■ Instructions for the task
Copy word for word the lines from the start of the records through the line that contains "[indicate] the train roof", both included.

----- Data records

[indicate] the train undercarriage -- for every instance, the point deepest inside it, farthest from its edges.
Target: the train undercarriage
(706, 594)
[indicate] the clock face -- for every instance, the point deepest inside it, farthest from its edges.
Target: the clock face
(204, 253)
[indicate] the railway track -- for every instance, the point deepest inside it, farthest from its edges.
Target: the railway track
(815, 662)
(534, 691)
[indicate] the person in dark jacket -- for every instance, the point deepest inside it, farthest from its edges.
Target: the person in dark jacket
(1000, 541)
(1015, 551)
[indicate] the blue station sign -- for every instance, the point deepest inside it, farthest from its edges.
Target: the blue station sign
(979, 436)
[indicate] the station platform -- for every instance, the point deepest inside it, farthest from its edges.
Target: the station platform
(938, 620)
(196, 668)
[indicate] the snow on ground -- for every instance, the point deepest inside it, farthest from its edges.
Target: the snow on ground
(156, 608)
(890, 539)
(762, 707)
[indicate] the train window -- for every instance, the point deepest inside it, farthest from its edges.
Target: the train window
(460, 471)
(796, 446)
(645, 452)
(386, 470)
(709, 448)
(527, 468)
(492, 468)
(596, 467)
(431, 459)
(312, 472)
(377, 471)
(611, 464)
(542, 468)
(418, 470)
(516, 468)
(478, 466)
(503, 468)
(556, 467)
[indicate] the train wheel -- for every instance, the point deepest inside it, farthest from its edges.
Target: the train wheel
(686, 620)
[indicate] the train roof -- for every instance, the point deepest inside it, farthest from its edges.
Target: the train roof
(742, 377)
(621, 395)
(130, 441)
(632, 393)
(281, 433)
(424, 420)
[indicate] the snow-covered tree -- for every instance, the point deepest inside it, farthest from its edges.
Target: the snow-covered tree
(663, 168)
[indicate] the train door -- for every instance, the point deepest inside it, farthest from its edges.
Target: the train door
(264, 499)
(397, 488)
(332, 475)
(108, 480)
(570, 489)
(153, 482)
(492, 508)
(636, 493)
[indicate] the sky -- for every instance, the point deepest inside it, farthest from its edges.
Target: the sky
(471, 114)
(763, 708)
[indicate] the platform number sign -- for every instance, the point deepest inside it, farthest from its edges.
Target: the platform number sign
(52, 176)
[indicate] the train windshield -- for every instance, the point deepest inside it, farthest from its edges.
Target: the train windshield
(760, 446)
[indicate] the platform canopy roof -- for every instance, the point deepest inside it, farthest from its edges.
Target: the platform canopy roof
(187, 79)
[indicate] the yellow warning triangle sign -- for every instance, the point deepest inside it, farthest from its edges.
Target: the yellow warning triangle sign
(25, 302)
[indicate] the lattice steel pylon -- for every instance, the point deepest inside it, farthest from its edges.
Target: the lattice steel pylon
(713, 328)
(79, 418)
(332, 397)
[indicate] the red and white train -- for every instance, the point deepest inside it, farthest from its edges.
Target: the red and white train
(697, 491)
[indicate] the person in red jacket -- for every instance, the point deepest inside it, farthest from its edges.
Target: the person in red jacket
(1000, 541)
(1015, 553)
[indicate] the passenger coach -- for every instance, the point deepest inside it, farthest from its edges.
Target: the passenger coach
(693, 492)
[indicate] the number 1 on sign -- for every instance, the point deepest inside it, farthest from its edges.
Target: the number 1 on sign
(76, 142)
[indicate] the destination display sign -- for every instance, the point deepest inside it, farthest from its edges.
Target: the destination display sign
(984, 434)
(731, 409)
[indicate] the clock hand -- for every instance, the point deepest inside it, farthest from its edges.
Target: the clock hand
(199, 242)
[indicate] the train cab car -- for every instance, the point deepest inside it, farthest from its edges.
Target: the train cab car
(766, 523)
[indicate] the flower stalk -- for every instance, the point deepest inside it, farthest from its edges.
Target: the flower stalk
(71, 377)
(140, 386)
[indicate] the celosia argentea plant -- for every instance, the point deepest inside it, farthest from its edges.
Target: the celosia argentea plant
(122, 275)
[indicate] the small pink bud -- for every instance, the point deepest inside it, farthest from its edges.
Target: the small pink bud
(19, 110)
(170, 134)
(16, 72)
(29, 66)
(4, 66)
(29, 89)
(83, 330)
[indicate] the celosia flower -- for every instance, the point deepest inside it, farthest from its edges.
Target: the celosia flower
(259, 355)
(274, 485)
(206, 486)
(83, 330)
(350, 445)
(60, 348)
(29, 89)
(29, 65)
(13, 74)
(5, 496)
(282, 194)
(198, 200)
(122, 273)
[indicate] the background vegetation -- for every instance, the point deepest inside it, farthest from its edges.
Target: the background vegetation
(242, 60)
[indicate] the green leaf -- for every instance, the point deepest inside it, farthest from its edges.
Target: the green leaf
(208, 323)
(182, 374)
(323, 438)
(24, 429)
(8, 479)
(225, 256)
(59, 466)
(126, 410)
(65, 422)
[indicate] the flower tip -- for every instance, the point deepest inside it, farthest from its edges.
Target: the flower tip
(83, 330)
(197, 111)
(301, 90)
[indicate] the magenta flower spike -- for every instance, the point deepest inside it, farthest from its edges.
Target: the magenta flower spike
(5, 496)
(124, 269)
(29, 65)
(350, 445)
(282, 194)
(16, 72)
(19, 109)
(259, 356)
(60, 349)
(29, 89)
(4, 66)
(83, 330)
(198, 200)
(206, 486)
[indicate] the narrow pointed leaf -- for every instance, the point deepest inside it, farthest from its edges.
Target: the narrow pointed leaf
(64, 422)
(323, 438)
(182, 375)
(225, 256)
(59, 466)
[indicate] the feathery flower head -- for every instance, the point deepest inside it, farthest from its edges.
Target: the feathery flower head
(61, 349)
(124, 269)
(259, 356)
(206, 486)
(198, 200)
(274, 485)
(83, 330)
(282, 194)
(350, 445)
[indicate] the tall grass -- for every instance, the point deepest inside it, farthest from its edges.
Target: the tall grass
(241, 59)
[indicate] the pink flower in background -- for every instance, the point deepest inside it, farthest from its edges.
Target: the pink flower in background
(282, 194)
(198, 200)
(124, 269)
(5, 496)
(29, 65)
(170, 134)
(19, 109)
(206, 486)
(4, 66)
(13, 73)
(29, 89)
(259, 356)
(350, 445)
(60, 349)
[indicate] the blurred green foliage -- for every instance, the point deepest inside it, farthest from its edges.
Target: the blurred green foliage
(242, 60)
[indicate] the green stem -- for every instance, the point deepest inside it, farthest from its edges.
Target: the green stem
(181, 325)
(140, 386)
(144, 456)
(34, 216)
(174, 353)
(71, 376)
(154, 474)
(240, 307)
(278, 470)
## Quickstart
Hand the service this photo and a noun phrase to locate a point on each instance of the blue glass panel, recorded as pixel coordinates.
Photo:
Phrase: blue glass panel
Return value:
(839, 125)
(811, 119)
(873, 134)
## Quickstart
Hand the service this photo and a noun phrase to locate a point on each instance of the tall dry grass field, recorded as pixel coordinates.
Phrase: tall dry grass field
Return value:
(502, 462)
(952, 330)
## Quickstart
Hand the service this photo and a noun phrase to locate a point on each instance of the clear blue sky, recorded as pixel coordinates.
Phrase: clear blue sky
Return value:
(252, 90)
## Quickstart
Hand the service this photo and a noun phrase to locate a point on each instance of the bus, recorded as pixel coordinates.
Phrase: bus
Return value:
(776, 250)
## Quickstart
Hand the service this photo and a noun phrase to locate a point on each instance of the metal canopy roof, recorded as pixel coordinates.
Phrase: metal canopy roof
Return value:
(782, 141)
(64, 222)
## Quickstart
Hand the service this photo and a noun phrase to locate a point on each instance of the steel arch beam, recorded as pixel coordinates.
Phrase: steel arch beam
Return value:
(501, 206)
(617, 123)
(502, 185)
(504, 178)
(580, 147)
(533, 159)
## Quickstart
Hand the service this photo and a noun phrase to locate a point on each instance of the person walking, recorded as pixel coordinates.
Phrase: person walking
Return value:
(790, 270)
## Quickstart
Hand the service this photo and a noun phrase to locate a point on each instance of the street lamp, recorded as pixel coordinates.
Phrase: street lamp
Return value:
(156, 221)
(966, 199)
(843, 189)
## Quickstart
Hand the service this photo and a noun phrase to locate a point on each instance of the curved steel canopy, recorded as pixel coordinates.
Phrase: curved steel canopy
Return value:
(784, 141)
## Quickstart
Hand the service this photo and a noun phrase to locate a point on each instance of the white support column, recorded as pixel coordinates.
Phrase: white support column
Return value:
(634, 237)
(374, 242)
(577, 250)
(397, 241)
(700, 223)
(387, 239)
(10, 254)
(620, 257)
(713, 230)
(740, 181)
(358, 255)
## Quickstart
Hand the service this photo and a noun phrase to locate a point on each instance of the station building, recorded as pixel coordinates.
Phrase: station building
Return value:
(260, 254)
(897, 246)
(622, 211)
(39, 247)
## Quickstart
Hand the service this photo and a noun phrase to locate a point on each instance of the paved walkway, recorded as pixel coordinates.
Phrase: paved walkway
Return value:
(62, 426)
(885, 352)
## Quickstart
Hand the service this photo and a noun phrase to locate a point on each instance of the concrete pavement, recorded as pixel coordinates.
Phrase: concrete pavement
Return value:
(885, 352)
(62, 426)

----------

■ Expected output
[indicate] the train undercarriage -- for every instance, the point deepest inside it, farthest from its edges.
Target: the train undercarriage
(706, 594)
[indicate] the clock face -- for every instance, the point deepest inside it, farthest from its edges.
Target: the clock face
(204, 253)
[indicate] the railway track -- for every instance, the point deepest inside it, farthest from its edges.
Target: the railway track
(815, 662)
(534, 691)
[indicate] the person in dark jacket -- for every instance, the point deepest inside it, farthest from its edges.
Target: the person in dark jacket
(1000, 541)
(1015, 551)
[indicate] the blue station sign -- for every instance, the point deepest inside it, farthest from its edges.
Target: the blue station sign
(979, 436)
[indicate] the station platform -- for every instance, the point deepest inside it, farthest from its edges.
Target: the station platform
(938, 620)
(196, 668)
[indicate] the snow on ground -- for every instance, the point deepest inside it, farthest from its edges.
Target: the snow on ground
(156, 608)
(890, 539)
(762, 707)
[indicate] the train window -- for every instance, the point deepest inside it, farthest from its edges.
Target: the train window
(460, 471)
(796, 446)
(645, 452)
(386, 470)
(709, 448)
(527, 468)
(492, 468)
(596, 467)
(431, 459)
(312, 472)
(377, 471)
(611, 464)
(542, 468)
(418, 470)
(516, 468)
(478, 466)
(503, 468)
(556, 467)
[indicate] the train wheel -- for every instance, the point deepest inside it, farthest from its edges.
Target: the train wheel
(686, 620)
[indicate] the train roof -- for every instance, the point deepest inside it, farthest from its edges.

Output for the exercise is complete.